**TASK DETAILS:** Could each entry below be printed again exactly as given?

**SOURCE DATA:**
□ □ □ □

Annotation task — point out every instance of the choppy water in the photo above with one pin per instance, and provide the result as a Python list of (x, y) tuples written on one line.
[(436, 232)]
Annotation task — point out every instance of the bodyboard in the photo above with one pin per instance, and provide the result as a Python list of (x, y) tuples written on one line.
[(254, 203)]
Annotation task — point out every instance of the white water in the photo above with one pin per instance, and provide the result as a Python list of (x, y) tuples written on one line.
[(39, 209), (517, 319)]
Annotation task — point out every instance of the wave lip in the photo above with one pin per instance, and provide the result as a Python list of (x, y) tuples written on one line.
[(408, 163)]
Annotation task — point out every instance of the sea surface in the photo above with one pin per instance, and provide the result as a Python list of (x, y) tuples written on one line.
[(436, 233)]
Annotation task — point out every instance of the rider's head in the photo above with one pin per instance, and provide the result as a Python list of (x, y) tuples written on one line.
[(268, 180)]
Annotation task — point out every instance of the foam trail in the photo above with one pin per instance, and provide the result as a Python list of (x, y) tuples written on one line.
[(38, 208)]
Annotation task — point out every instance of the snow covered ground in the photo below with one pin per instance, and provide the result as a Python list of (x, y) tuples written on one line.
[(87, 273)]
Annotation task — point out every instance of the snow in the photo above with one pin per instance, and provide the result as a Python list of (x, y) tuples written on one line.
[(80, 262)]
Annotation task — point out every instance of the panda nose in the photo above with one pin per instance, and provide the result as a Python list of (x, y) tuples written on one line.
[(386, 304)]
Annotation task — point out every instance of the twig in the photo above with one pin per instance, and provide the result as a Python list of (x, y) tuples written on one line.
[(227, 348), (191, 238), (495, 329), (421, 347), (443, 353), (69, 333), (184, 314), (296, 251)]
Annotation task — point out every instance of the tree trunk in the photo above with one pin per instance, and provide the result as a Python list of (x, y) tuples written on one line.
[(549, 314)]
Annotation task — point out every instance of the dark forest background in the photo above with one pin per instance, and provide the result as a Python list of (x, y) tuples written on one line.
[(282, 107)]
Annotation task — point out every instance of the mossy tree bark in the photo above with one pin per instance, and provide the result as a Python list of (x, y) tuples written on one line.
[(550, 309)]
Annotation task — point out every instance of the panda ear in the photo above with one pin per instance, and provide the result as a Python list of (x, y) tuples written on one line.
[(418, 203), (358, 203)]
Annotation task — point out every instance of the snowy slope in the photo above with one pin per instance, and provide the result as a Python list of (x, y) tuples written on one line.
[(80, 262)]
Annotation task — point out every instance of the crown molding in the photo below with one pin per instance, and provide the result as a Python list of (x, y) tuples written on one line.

□ □ □ □

**RESPONSE:**
Annotation task — point out every instance of the choppy water in the photo above with one pin per instance, and provide the result as a Python list of (x, y) tuples written on one line.
[(436, 232)]
Annotation task — point out every instance of the bodyboard in the photo above with one pin per instance, and provide the result as a Python list of (x, y) tuples written on one line.
[(254, 203)]
Annotation task — point out every instance of the white water in the photo above with one pin per instance, and provide the result as a Python list of (x, y) tuples written on one line.
[(39, 209), (517, 319)]
Annotation task — point out every instance of the wave lip in the photo above with one pin per instance, and provide the result as a Python list of (x, y) tuples written on one line.
[(408, 163)]
Annotation task — point out every instance of the sea surface in the photo above with one pin per instance, and provide the result as a Python list of (x, y) tuples written on one line.
[(436, 233)]
Annotation task — point out every instance of the rider's head in the photo above with one pin per instance, and provide the result as a Python list of (x, y) tuples written on one line.
[(268, 180)]
Annotation task — point out every instance of the foam trail in the photo above with one pin per instance, and provide the result as a Python list of (x, y) tuples written on one line.
[(38, 208)]
Annotation task — point out every instance of the snow covered ground in the photo below with one pin per instance, and provide the result as a Python list of (x, y) tuples written on one line.
[(87, 273)]
Annotation task — point out every instance of the snow in the photo above with one pin per instance, and provide the result as a Python list of (x, y) tuples written on one line.
[(80, 262)]
Annotation task — point out every instance of the panda nose in the photo above with one pin per instance, and provide the result as a Python list of (x, y) tuples written on one line.
[(386, 304)]
Annotation task — point out every instance of the twig in the photo above with one pin per instance, and provide the result as a Python list of (x, y) tuples written on one line.
[(227, 348), (191, 238), (495, 329), (421, 347), (443, 353), (69, 333), (184, 314), (296, 251)]
Annotation task — point out every instance of the tree trunk in the photo above with one pin per instance, and provide the result as a Python list of (x, y) tuples written on one line.
[(549, 314)]
Annotation task — point out every instance of the dark forest background in the photo above with one pin per instance, and provide the result as a Python list of (x, y) tuples written on one line.
[(282, 107)]
Annotation task — point out every instance of the mossy tree bark in the photo above with one pin per instance, and provide the result as a Python list of (x, y) tuples written on one line.
[(550, 309)]
Annotation task — point out every instance of the panda ear in the photo above with one pin per instance, and provide the result as a Python list of (x, y) tuples written on one line.
[(418, 203), (358, 203)]
Annotation task — point out every instance of the snowy slope in the photo above with one pin per instance, and provide the result as a Python list of (x, y) tuples written on one line.
[(80, 262)]
Annotation task — point out every instance of the crown molding in the photo below with one pin per instance, and provide the result as a Python list of (x, y) tuples written on one line.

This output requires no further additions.